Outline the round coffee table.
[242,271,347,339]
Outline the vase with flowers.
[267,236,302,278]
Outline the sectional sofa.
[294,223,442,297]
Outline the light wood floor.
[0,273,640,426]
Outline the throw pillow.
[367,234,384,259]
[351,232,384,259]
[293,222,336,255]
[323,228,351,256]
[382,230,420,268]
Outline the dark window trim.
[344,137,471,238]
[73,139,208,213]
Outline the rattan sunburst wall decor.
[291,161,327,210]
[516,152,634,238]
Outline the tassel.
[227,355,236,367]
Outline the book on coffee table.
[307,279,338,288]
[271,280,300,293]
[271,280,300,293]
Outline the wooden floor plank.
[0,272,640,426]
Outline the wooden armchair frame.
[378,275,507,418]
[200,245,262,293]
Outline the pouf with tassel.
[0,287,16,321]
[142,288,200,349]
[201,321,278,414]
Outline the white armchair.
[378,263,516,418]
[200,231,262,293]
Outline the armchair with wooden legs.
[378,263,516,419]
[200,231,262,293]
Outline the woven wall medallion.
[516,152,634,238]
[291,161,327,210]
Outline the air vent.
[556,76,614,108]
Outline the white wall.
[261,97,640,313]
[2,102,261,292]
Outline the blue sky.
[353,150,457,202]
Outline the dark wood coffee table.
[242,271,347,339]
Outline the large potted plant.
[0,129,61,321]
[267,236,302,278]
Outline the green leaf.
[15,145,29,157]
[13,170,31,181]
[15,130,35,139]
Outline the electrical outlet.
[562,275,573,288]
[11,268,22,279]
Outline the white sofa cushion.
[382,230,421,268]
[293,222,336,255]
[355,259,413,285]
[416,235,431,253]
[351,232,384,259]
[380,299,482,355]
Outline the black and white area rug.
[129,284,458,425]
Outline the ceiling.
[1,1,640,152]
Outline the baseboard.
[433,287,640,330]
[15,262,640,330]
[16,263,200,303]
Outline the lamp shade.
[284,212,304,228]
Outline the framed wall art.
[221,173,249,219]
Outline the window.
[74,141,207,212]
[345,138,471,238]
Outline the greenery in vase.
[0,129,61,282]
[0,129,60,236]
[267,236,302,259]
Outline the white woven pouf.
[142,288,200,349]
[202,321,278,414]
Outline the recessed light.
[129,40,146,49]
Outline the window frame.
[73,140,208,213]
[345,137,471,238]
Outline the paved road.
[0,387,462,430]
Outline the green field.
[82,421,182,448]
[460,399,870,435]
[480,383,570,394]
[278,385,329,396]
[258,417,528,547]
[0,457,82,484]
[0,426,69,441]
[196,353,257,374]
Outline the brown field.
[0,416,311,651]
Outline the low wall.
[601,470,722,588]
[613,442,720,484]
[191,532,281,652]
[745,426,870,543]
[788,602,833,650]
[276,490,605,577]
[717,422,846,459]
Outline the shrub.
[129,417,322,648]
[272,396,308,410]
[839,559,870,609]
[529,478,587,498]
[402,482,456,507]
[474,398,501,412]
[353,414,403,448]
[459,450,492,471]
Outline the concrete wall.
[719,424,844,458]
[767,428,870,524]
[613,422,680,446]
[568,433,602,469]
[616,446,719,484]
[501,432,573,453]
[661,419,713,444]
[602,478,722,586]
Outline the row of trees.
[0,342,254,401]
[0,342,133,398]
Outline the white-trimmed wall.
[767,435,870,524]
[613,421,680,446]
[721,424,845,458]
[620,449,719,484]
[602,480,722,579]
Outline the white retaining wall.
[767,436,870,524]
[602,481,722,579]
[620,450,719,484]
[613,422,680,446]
##############################
▸ SHORT TASK: Recast all of the data above as one numbered list, and leave out any blank lines.

▸ FINAL RESULT:
1. Outline the round coffee table.
2. [242,271,347,339]
3. Outline the vase with flowers.
4. [267,236,302,278]
5. Outline the sectional sofa.
6. [294,223,442,297]
7. Outline the light wood floor.
8. [0,273,640,426]
9. Outline the throw pillow.
10. [367,234,384,259]
11. [351,232,384,259]
12. [293,222,336,255]
13. [323,228,351,256]
14. [382,230,420,268]
15. Outline the dark window trim.
16. [344,137,471,238]
17. [73,139,208,213]
18. Outline the rattan sunburst wall decor.
19. [291,161,327,210]
20. [516,152,634,238]
21. Outline the tassel.
22. [227,355,236,367]
23. Outline the book on coffee table.
24. [307,279,338,288]
25. [271,280,300,293]
26. [271,280,300,293]
27. Outline the wooden floor plank.
28. [0,272,640,426]
29. Outline the wooden armchair frame.
30. [378,275,507,418]
31. [200,245,262,293]
32. Outline the pouf with tassel.
33. [0,287,16,321]
34. [142,288,200,349]
35. [201,321,278,414]
36. Outline the white armchair.
37. [378,263,516,418]
38. [200,231,262,293]
39. Outline the armchair with wooden legs.
40. [378,263,516,419]
41. [200,231,262,293]
42. Outline the woven wall medallion.
43. [516,152,634,238]
44. [291,161,327,210]
45. Outline the air vent.
46. [556,76,614,108]
47. Outline the white wall.
48. [261,97,640,313]
49. [2,102,261,292]
50. Outline the blue sky.
51. [353,150,457,202]
52. Outline the dark wood coffee table.
53. [242,271,347,339]
54. Outline the large potted plant.
55. [0,129,61,321]
56. [267,236,302,278]
57. Outline the green leaf.
58. [15,145,29,157]
59. [13,170,31,181]
60. [15,130,35,139]
61. Outline the electrical outlet.
62. [562,275,573,288]
63. [11,268,22,279]
64. Outline the white sofa cushion.
65. [382,230,421,268]
66. [293,222,336,255]
67. [355,259,413,285]
68. [416,235,431,253]
69. [351,232,384,259]
70. [380,299,482,355]
71. Outline the black and white area rug.
72. [129,284,458,425]
73. Outline the ceiling.
74. [1,1,640,152]
75. Outline the baseboard.
76. [433,287,640,330]
77. [15,262,640,330]
78. [16,263,200,303]
79. Outline the lamp shade.
80. [284,212,304,228]
81. Outline the framed wall art.
82. [221,173,249,219]
83. Outline the window.
84. [74,141,207,212]
85. [345,138,471,238]
86. Outline the greenery in vase.
87. [0,129,61,282]
88. [0,129,60,236]
89. [267,236,302,259]
90. Outline the white woven pouf.
91. [142,288,200,349]
92. [202,321,278,414]
93. Outline the recessed light.
94. [129,40,146,49]
95. Outline the window frame.
96. [73,140,208,213]
97. [345,137,471,238]
98. Outline the paved road.
99. [0,387,462,430]
100. Outline the green field.
101. [82,421,182,448]
102. [460,399,870,435]
103. [480,383,570,394]
104. [278,385,329,396]
105. [258,417,528,547]
106. [0,457,82,484]
107. [0,426,69,441]
108. [196,353,257,374]
109. Outline the brown field.
110. [0,416,311,651]
111. Outline the low wall.
112. [601,470,722,588]
113. [613,442,720,484]
114. [191,532,281,652]
115. [745,426,870,543]
116. [788,602,833,650]
117. [276,490,605,577]
118. [717,422,846,459]
119. Outline the shrub.
120. [129,417,322,648]
121. [272,396,308,410]
122. [839,559,870,609]
123. [529,478,587,498]
124. [402,482,456,507]
125. [474,398,501,412]
126. [353,414,403,448]
127. [459,450,492,471]
128. Outline the concrete wall.
129. [719,424,844,458]
130. [767,428,870,524]
131. [613,422,680,446]
132. [568,433,602,469]
133. [616,446,719,484]
134. [501,432,573,453]
135. [661,419,713,444]
136. [602,478,722,586]
137. Outline the row of trees.
138. [0,342,254,401]
139. [0,342,133,398]
140. Outline the white-trimmed wall.
141. [767,435,870,524]
142. [613,421,680,446]
143. [721,424,845,458]
144. [620,449,719,484]
145. [602,480,722,579]
146. Outline the white retaining wall.
147. [767,436,870,524]
148. [602,481,722,579]
149. [620,450,719,484]
150. [613,422,680,446]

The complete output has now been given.